WHAT IS BEING ASKED: Copy out all the items below word for word, leaving out the pictures.

---------- RECORDS ----------

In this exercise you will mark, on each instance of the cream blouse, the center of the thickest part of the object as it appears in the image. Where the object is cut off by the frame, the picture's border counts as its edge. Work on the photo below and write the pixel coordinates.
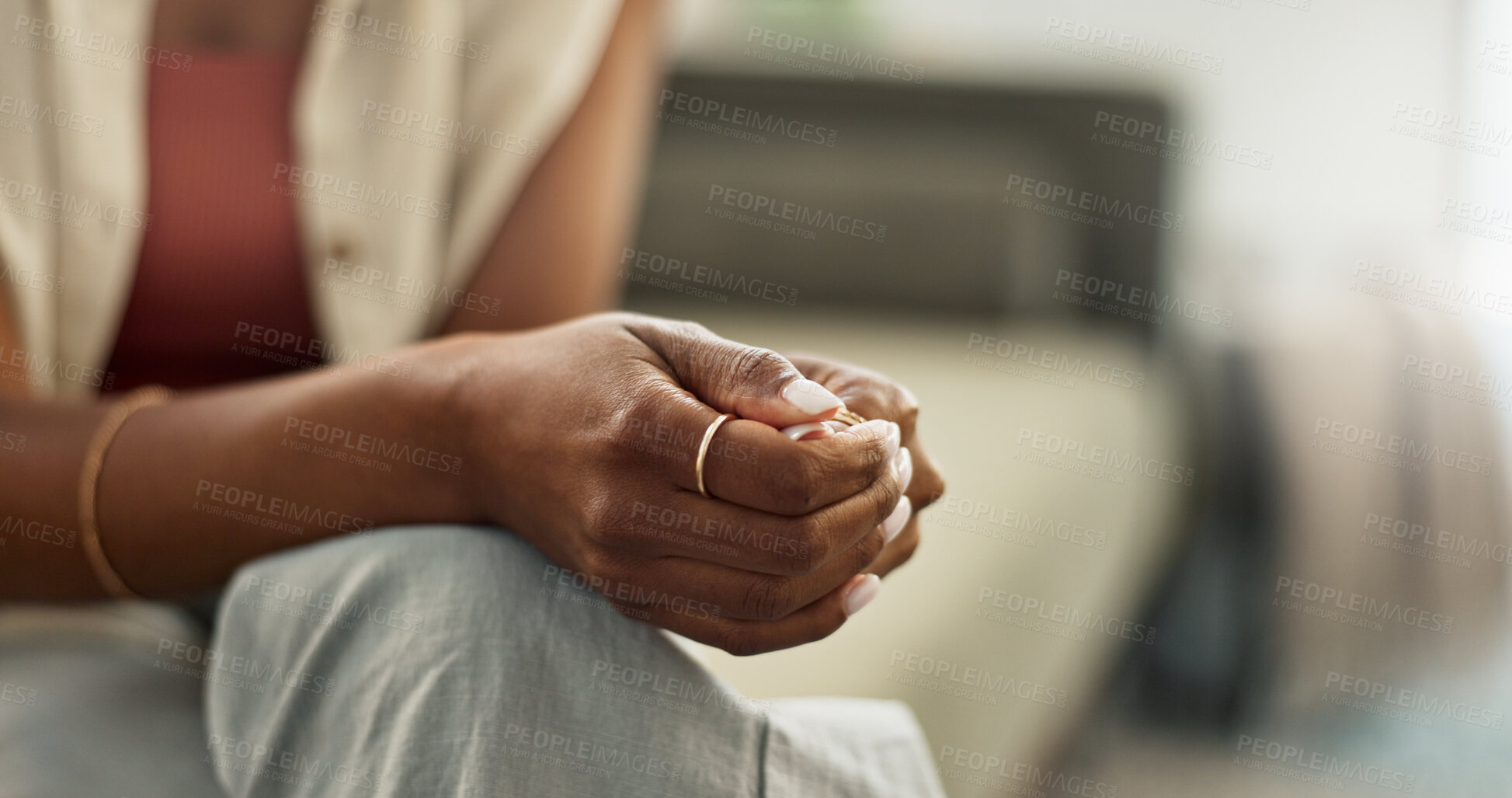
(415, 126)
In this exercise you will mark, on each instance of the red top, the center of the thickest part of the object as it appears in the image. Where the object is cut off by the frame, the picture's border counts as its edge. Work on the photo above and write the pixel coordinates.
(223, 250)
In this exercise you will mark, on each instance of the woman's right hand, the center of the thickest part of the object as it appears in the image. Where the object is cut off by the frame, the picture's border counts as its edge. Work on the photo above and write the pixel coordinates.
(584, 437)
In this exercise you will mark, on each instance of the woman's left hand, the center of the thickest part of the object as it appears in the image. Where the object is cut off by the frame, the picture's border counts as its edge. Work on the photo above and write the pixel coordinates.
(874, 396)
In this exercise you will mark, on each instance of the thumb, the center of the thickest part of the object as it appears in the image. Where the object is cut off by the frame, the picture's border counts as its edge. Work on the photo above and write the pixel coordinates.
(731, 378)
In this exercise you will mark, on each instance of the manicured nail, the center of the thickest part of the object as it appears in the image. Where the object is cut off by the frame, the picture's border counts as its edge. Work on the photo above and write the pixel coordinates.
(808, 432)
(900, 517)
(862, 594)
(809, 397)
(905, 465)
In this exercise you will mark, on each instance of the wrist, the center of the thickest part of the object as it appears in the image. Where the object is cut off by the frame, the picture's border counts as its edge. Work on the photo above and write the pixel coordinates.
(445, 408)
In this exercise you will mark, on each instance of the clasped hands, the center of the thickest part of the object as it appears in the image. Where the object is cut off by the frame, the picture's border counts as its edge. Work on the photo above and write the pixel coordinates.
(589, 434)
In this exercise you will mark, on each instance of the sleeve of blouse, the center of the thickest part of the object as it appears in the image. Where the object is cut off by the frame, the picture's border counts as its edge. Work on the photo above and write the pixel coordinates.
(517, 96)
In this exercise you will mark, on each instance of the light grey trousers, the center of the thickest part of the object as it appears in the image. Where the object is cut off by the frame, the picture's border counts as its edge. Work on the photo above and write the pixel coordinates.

----------

OUTPUT BELOW:
In this exercise you will mark, on each instance of the cream blouse, the center of the thickest part of the object as it appears in the image. Where the object is cut off by the frame, the picture's border counts as its edge. Work on the photo below and write the pixel coordinates.
(415, 126)
In this exercise you will mark, on each instance of the red top, the center of the thickest part of the object as it appears in the image. Where the object is cut off by the frame, the picture's border counts as its edge. Work on the photo above and write the pixel coordinates.
(223, 250)
In this exercise you will mark, on each instance of the woman's right hand, the center of the thickest part of the object as it appears in the image. Where the object is cut off by the frame, the picture's border counts as its edge. Work on the photo above and write the pixel coordinates.
(584, 437)
In this exercise you will mark, on each instance of the woman's left hand, the center of the thickest part of the object as it appears in the image. Where the object is cut off by the frame, the picture's border counts as its edge. Work on the photo above and write the pixel coordinates.
(874, 396)
In this exercise you will mark, on each instance of the thumb, the center of the thickest part of the object as it appears in the image. Where the object is cut off by the frame, the picture's border counts as its edge. Work on the photo above and write the pixel coordinates.
(731, 378)
In this exercise you will mark, on each instance of the manicured nail, the center of the thickest part of the object as it appears in the image. Where the object is cut off by the frame, the picture's border counts as its edge. Work on the photo above and write the pixel coordinates.
(808, 432)
(900, 517)
(862, 594)
(809, 397)
(905, 465)
In this exercise you will mark, on each instance of the wrist, the center of the thickest part of the object as it appears in the image. Where the object is cut off by the frame, the picture's border counts as its edge. Work on the photo above and write the pixel coordinates.
(445, 408)
In this exercise you will mark, on each instance of the clasped hands, the center of the thickest part of the object as it appears in the image. Where the object is cut off by the frame, the picture's border counts as its edge. Work on the photo above and write the pixel coordinates.
(589, 434)
In this exercise you will mark, on each instance of the sleeve of blouse, the center of the thickest part of the object as it appears in the image. Where the object is cut off by the frame, the picture's border counts as its edge. Work on the photo above and write the pixel coordinates.
(517, 96)
In this exercise you will mark, on each instance of the light grey trousers, the center of the thickest part of the object as it appears in the image. Where the object is cut off by the frame, the picture's border counts as its edge. Work on the photo above and write the pixel coordinates.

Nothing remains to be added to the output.